• [読む文章]
----------------------------------------

生命保険では一般的に、遺された家族の生活保障やお葬式代に備えられます。では、葬儀費用に備えるには、生命保険は必要なのでしょうか?
葬儀費用に対応できる生命保険や葬儀保険について解説します。
葬儀に備えて生命保険は必要?
葬儀代は、葬儀の規模や形式によってかかる費用は異なりますが、死亡後にすぐにまとまったお金が必要になります。
葬儀費用に備える方法には、生命保険のほかに預貯金や互助会などがあります。
では、預貯金が十分にある場合や互助会に加入している場合など、費用への準備ができている場合には、葬儀に備えて保険は不要なのでしょうか?
生命保険で備えるメリット
生命保険を使って葬儀費用に備えることで、お葬式代としてかかる金額を事前に計画的に準備することができます。
また、万が一の際にスムーズにお葬式代のお金を確保できるメリットもあります。
葬儀費用を着実に準備できる
葬儀には一般的に、数十万円から数百万円と、まとまったお金がかかります。
家族葬、一日葬、一般葬といった葬儀の規模によって差が生じます。また、参列者の人数が多い、飲食や装花のグレードを上げるといった場合に費用が高くなることもあります。
どのようなお葬式にしたいかを生前に本人や家族で整理し、予算のイメージを付けておくことが大切です。
しかし、家族で相談したり、料金相場を調べたりする機会がないと、お葬式のためのお金を計画的に準備するのが難しいかもしれません。
生命保険で葬儀費用に備える場合には、保険への契約が、葬儀のお金について意識するきっかけになることがあります。
早いうちから計画的に葬儀費用を準備するしくみができそうです。
葬儀費用の支払いを速やかに進められる
葬儀は亡くなってから短期間で執り行うのが一般的ですので、費用を速やかに準備する必要があります。
本人の預貯金から引き出す「預貯金の仮払い制度」などを利用する方法もありますが、引き出せる金額に上限がある、金融機関での手続きに所定の時間がかかるといった制約があります。
また、生命保険のうち「葬儀保険」と呼ばれる保険の一部には、葬儀を執り行う葬儀会社へ保険金を直接支払ってもらうサービスを利用できるものがあります。

----------------------------------------

• [提供データ]

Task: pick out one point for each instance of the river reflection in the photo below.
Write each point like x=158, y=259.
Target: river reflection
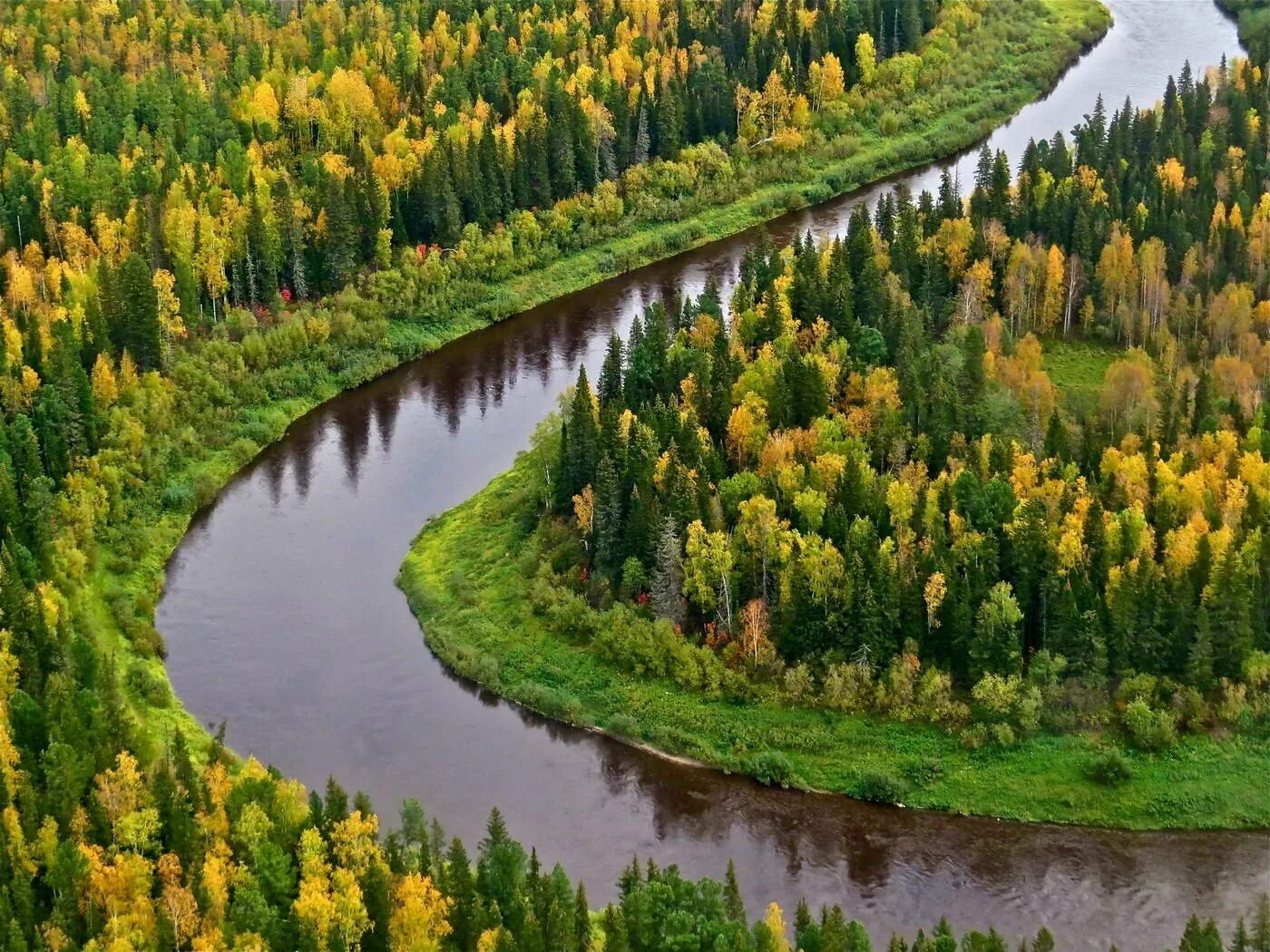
x=282, y=618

----------------------------------------

• [指示 1]
次の(a)〜(c)が葬儀費用に関する文章の内容と一致するかどうかを判断してください。それぞれ「はい」か「いいえ」で答え、判断の決め手となる本文の言葉をそのまま引用してください。
(a) 葬儀には一般的に数十万円から数百万円のお金がかかる。
(b) 「預貯金の仮払い制度」では、引き出せる金額に上限はない。
(c) 葬儀保険であれば、どれでも葬儀会社へ保険金を直接支払ってもらうサービスを利用できる。
• [指示 2] 葬儀費用に関する文章にある「葬儀は亡くなってから短期間で執り行うのが一般的ですので、費用を速やかに準備する必要があります。」という一文を英語に訳してください。
• [指示 3] 葬儀費用に関する文章のうち、「葬儀に備えて生命保険は必要?」から「を付けておくことが大切です。」までの部分を一字も変えずに出力してください。

• [出力結果 1]
(a) はい。「葬儀には一般的に、数十万円から数百万円と、まとまったお金がかかります。」
(b) いいえ。「引き出せる金額に上限がある」
(c) いいえ。「保険の一部には、葬儀を執り行う葬儀会社へ保険金を直接支払ってもらうサービスを利用できるものがあります」

• [出力結果 2] Since funerals are generally held within a short time after death, the costs need to be prepared promptly.

• [出力結果 3]
葬儀に備えて生命保険は必要?
葬儀代は、葬儀の規模や形式によってかかる費用は異なりますが、死亡後にすぐにまとまったお金が必要になります。
葬儀費用に備える方法には、生命保険のほかに預貯金や互助会などがあります。
では、預貯金が十分にある場合や互助会に加入している場合など、費用への準備ができている場合には、葬儀に備えて保険は不要なのでしょうか?
生命保険で備えるメリット
生命保険を使って葬儀費用に備えることで、お葬式代としてかかる金額を事前に計画的に準備することができます。
また、万が一の際にスムーズにお葬式代のお金を確保できるメリットもあります。
葬儀費用を着実に準備できる
葬儀には一般的に、数十万円から数百万円と、まとまったお金がかかります。
家族葬、一日葬、一般葬といった葬儀の規模によって差が生じます。また、参列者の人数が多い、飲食や装花のグレードを上げるといった場合に費用が高くなることもあります。
どのようなお葬式にしたいかを生前に本人や家族で整理し、予算のイメージを付けておくことが大切です。